[[ Dataset excerpts, beginning ]]

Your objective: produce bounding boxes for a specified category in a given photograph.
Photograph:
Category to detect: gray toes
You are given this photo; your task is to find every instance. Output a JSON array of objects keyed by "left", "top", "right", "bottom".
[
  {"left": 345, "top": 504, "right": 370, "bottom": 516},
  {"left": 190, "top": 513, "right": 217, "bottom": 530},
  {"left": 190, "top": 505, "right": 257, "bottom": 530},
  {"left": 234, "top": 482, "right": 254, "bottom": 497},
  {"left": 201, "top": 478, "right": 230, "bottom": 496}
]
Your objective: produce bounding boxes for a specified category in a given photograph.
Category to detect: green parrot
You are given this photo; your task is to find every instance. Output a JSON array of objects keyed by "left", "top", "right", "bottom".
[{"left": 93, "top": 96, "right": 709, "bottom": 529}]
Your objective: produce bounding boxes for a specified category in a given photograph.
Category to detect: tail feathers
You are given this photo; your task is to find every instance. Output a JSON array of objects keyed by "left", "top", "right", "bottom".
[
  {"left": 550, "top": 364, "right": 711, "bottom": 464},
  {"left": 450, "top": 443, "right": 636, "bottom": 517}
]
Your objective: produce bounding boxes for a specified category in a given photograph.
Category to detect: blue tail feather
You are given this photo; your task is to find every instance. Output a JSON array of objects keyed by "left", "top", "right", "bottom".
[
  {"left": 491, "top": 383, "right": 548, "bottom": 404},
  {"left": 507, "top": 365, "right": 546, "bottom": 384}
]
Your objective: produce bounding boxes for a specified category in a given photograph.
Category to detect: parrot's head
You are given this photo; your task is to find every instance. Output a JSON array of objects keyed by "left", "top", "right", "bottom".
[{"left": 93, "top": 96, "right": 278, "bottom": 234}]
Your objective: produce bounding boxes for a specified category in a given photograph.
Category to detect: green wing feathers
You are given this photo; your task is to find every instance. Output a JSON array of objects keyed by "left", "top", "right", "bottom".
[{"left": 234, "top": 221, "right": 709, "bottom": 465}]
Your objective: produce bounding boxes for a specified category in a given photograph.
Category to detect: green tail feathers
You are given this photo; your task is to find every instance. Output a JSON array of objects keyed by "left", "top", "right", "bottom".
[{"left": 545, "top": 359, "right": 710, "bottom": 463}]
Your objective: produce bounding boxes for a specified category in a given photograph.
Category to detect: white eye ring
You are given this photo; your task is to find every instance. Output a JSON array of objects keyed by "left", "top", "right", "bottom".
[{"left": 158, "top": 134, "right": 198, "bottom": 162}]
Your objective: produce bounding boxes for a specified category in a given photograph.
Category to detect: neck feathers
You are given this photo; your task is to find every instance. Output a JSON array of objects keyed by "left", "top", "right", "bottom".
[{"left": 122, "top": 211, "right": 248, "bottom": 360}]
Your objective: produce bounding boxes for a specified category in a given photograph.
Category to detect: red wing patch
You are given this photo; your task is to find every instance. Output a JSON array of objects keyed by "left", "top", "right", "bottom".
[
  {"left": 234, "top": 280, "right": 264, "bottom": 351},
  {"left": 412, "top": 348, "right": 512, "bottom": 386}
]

[[ Dataset excerpts, end ]]

• Exercise goal: Show me every line in the data above that includes "green".

• Task output:
Category to detect: green parrot
Category to detect: green wing feathers
Category to detect: green tail feathers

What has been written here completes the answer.